Excerpts of location labeling data
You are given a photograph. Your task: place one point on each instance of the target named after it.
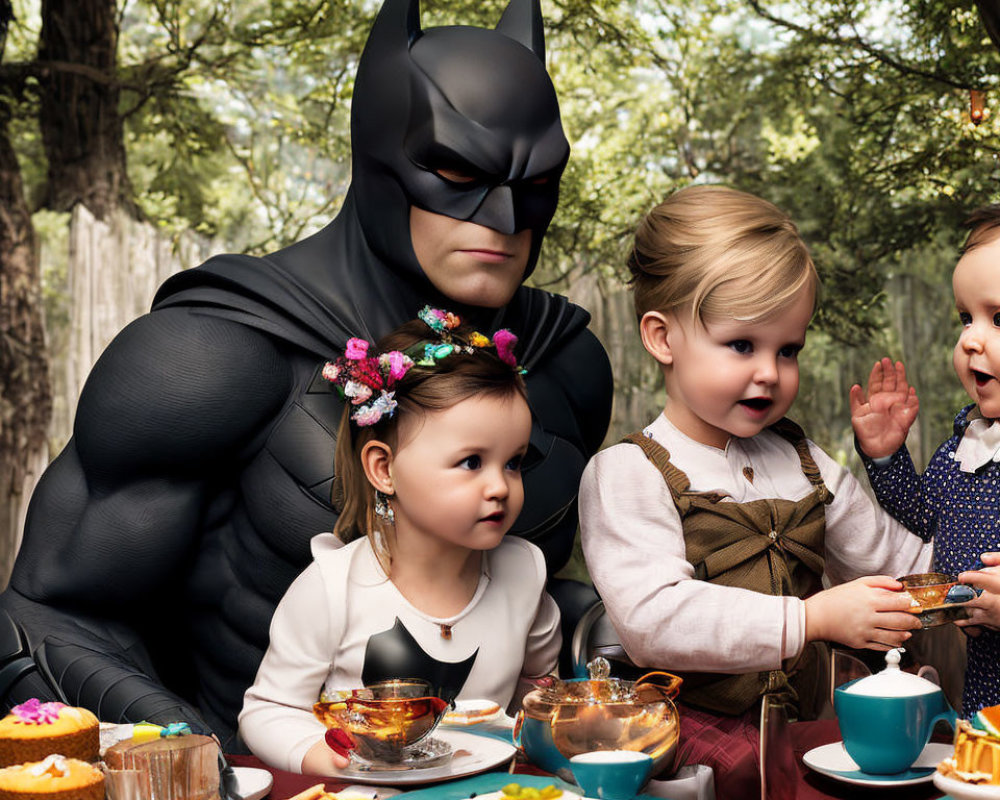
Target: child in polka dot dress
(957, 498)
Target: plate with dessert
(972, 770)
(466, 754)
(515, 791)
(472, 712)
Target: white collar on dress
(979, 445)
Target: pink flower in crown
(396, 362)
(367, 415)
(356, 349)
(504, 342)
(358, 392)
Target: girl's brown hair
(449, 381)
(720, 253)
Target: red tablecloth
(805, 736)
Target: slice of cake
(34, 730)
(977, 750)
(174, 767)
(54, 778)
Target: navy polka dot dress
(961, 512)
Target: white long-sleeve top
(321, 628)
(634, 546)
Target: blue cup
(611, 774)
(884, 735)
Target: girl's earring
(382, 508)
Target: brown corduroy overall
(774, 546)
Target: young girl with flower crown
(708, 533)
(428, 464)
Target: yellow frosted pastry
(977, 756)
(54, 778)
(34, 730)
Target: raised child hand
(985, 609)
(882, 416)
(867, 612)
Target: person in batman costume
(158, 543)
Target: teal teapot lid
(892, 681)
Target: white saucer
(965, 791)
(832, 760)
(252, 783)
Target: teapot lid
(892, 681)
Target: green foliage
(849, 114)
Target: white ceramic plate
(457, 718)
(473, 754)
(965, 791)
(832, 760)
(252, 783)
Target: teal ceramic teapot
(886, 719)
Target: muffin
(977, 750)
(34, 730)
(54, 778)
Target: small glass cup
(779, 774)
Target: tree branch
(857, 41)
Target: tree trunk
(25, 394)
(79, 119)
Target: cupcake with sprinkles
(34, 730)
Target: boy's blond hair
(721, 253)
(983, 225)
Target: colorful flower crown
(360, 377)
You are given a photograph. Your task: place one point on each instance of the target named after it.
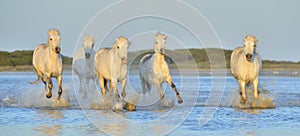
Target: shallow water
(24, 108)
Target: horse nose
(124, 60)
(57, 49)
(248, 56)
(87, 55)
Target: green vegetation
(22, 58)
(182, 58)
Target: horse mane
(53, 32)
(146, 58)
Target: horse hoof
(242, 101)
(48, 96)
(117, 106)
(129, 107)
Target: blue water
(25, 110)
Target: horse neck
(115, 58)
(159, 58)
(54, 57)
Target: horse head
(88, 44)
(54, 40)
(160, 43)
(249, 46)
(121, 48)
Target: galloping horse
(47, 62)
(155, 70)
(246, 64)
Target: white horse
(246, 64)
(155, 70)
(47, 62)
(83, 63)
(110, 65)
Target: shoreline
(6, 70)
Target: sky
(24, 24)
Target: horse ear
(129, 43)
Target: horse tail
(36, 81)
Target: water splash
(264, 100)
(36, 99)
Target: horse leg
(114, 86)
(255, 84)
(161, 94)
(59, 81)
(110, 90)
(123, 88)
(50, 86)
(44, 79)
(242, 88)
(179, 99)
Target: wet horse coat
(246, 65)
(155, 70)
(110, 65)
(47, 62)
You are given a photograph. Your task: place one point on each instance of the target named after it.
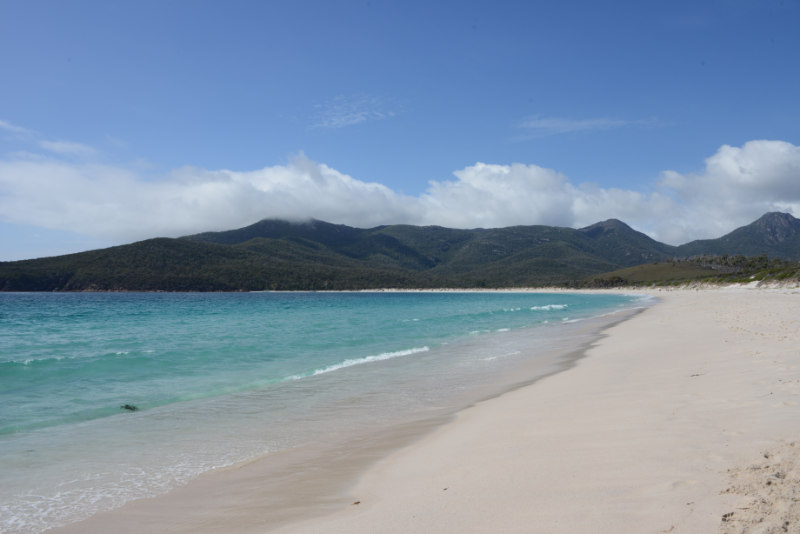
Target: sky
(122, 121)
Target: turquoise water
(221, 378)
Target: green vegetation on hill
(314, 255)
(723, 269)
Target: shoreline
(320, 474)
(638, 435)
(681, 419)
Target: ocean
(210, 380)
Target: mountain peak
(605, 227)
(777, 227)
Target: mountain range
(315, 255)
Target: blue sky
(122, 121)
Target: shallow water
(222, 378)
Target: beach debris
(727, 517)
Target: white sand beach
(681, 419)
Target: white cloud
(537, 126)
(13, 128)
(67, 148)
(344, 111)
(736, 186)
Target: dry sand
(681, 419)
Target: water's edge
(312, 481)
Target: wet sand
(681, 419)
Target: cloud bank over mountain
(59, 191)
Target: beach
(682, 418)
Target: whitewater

▸ **Task prompt**: Using the listing above, copy exactly the lines from the one that contains "Target: boy's blond hair" through its last line, both included, but not the pictures.

▸ **Correct output**:
Target: boy's blond hair
(721, 253)
(983, 225)
Target: colorful flower crown
(360, 377)
You are given a photograph. Your task: place one point on each instance of the target named after it.
Target: shallow water
(24, 108)
Target: horse nose
(124, 60)
(57, 49)
(248, 56)
(87, 55)
Target: green vegetation
(22, 58)
(182, 58)
Target: horse mane
(53, 32)
(146, 58)
Target: horse hoof
(242, 101)
(48, 96)
(117, 106)
(129, 107)
Target: blue water
(25, 110)
Target: horse neck
(115, 58)
(159, 58)
(54, 57)
Target: horse head
(88, 44)
(54, 40)
(160, 43)
(249, 46)
(121, 48)
Target: galloping horse
(47, 62)
(155, 70)
(246, 64)
Target: white horse
(246, 64)
(155, 70)
(47, 62)
(83, 63)
(110, 65)
Target: shoreline
(6, 70)
Target: sky
(24, 24)
Target: horse ear
(129, 43)
Target: horse tail
(36, 81)
Target: water splash
(264, 100)
(36, 99)
Target: horse leg
(114, 86)
(255, 84)
(161, 94)
(59, 81)
(110, 90)
(123, 88)
(50, 86)
(44, 79)
(242, 88)
(179, 99)
Target: wet horse coat
(246, 65)
(155, 70)
(110, 65)
(47, 62)
You are given a photograph. Your task: place one point on each instance of the target named after it.
Target: sky
(122, 121)
Target: turquoise water
(221, 378)
Target: green vegetation on hill
(314, 255)
(723, 269)
Target: shoreline
(320, 474)
(638, 435)
(681, 419)
Target: ocean
(210, 380)
Target: mountain peak
(605, 227)
(777, 227)
Target: mountain range
(315, 255)
Target: blue sky
(122, 121)
Target: shallow water
(222, 378)
Target: beach debris
(727, 517)
Target: white sand beach
(681, 419)
Target: white cloud
(537, 126)
(13, 128)
(67, 148)
(344, 111)
(736, 186)
Target: dry sand
(681, 419)
Target: water's edge
(312, 481)
Target: wet sand
(681, 419)
Target: cloud bank over mountain
(59, 191)
Target: beach
(682, 418)
Target: whitewater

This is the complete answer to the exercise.